Dear Kofi and Fui, The crux of the matter is not merely about mining revenues. Ghanaians are asking for ownership and control. They are asking for the ability to control the entire value chain, learning from lessons in gold and cocoa. If we had significant control in the entire cocoa value chain, we would be able to fund our annual budget with cocoa alone. If we cannot do this with Lithium, we may want to leave the deposits in the ground.

We have more than enough natural endowment aboveground which we need to pay more attention to. The critical consideration that merits attention is the full value chain of the lithium industry. Well-meaning Ghanaians are not looking at the deal in isolation but rather as part of a broader narrative that extends from lithium extraction to the final use in electric vehicles (EVs).

The increasing global demand for electric vehicles heightens the significance of a cautious and strategic approach to the lithium market. Rather than hastily exploiting mineral deposits, understanding, preparing and participating in the entire lithium value chain would position Ghana not just as a raw material supplier but as a key player in the growing EV market. This approach aligns with a prudent, forward-looking strategy in the evolving landscape of the lithium industry, emphasizing the need to secure significant or total control. At a valuation of about $ 360 billion, the Li-ion battery industry is just the beginning. Let us take our time.

[Position identification records]
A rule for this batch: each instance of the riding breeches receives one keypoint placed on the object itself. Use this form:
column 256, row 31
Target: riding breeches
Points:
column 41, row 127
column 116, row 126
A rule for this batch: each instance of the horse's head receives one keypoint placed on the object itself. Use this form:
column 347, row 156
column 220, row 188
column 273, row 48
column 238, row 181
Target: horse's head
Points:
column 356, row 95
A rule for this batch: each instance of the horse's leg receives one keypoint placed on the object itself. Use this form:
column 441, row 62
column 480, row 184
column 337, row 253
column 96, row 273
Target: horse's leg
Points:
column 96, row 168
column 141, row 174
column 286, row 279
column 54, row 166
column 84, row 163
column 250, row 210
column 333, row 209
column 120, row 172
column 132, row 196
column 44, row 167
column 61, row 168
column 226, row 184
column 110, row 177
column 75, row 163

(THE EXERCISE) Can you write out the lithium letter from "We have more" up to and including "electric vehicles (EVs).", switching "natural endowment" to "mineral wealth"? The records come from a separate source, not from the text.

(COMPLETE RESPONSE)
We have more than enough mineral wealth aboveground which we need to pay more attention to. The critical consideration that merits attention is the full value chain of the lithium industry. Well-meaning Ghanaians are not looking at the deal in isolation but rather as part of a broader narrative that extends from lithium extraction to the final use in electric vehicles (EVs).